REQUEST >>
Extract every line of the listing below that contains the string "pavement".

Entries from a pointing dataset
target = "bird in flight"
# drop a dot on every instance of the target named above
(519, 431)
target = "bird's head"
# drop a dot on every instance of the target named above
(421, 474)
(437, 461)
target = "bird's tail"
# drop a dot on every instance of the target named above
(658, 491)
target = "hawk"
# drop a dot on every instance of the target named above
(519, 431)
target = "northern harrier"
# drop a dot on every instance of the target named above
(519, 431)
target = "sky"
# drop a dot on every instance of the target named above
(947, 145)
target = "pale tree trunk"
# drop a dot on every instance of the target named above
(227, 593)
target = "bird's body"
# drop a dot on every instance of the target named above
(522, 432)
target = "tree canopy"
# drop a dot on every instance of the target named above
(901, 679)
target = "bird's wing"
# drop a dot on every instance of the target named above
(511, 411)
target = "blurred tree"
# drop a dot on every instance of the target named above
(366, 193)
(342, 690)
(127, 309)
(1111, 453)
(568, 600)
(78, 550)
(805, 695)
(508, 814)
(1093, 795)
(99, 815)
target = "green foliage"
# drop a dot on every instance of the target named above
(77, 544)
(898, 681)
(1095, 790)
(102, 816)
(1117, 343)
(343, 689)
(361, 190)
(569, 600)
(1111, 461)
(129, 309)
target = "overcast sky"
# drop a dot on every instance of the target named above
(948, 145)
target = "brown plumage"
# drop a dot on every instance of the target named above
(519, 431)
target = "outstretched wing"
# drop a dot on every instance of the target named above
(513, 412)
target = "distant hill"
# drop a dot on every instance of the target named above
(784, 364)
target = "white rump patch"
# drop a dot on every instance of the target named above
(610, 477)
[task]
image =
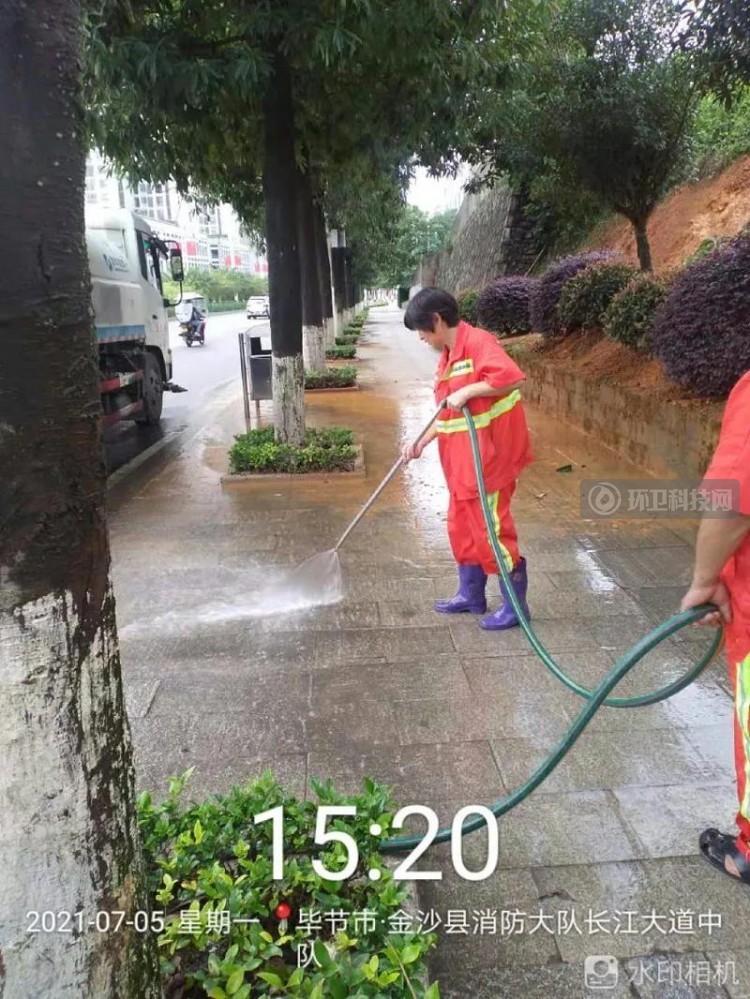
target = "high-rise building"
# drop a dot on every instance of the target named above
(212, 238)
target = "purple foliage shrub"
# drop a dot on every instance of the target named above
(546, 295)
(503, 306)
(701, 333)
(584, 299)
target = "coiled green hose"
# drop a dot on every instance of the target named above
(594, 698)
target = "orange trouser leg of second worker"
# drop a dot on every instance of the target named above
(467, 531)
(740, 675)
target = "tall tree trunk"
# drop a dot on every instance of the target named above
(280, 192)
(642, 244)
(338, 268)
(324, 272)
(70, 840)
(348, 285)
(313, 341)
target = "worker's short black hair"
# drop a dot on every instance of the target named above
(420, 312)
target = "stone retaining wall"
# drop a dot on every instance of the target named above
(663, 437)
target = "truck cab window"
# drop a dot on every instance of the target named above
(149, 259)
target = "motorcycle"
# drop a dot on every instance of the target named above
(190, 334)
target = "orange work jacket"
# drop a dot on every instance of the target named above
(500, 420)
(731, 460)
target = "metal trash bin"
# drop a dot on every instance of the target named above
(259, 363)
(257, 373)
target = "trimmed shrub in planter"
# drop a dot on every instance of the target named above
(323, 450)
(242, 930)
(629, 318)
(467, 305)
(503, 306)
(584, 299)
(347, 353)
(545, 296)
(344, 377)
(702, 332)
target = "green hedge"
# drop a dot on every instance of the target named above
(323, 450)
(629, 318)
(347, 353)
(585, 297)
(344, 377)
(231, 931)
(468, 305)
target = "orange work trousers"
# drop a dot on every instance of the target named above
(467, 530)
(739, 671)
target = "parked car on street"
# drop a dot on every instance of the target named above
(258, 307)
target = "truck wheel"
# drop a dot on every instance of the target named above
(153, 391)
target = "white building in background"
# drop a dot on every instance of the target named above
(208, 239)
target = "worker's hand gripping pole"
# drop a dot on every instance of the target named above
(383, 484)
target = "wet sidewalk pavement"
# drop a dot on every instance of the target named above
(602, 859)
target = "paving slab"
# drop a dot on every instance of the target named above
(670, 904)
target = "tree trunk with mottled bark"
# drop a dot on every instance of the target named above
(338, 268)
(280, 193)
(313, 334)
(642, 245)
(324, 274)
(70, 840)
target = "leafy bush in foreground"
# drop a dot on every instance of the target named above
(231, 931)
(344, 377)
(342, 353)
(323, 450)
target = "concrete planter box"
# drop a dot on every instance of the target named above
(347, 388)
(665, 437)
(242, 479)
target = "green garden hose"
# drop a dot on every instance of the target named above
(594, 698)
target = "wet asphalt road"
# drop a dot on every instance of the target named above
(203, 371)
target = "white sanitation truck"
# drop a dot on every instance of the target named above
(130, 313)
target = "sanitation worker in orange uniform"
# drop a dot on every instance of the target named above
(722, 576)
(474, 370)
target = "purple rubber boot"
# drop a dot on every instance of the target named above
(470, 598)
(505, 617)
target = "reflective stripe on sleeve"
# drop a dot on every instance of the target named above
(481, 420)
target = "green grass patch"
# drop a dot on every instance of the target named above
(344, 377)
(228, 929)
(347, 353)
(324, 450)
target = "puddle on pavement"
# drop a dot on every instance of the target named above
(316, 582)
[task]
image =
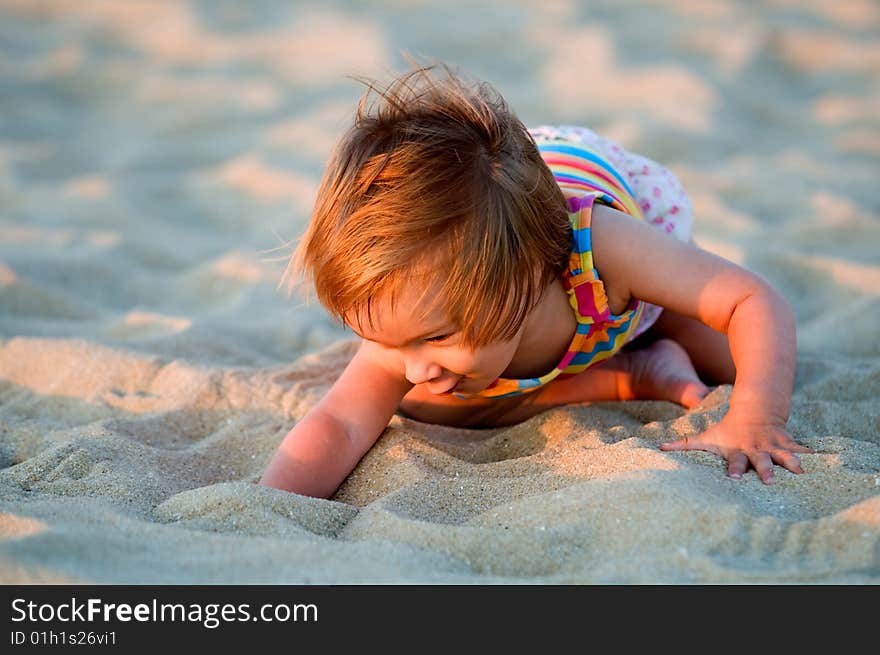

ANSWER FOR THE TASK >>
target = "wet sidewalk pavement"
target = "puddle on pavement"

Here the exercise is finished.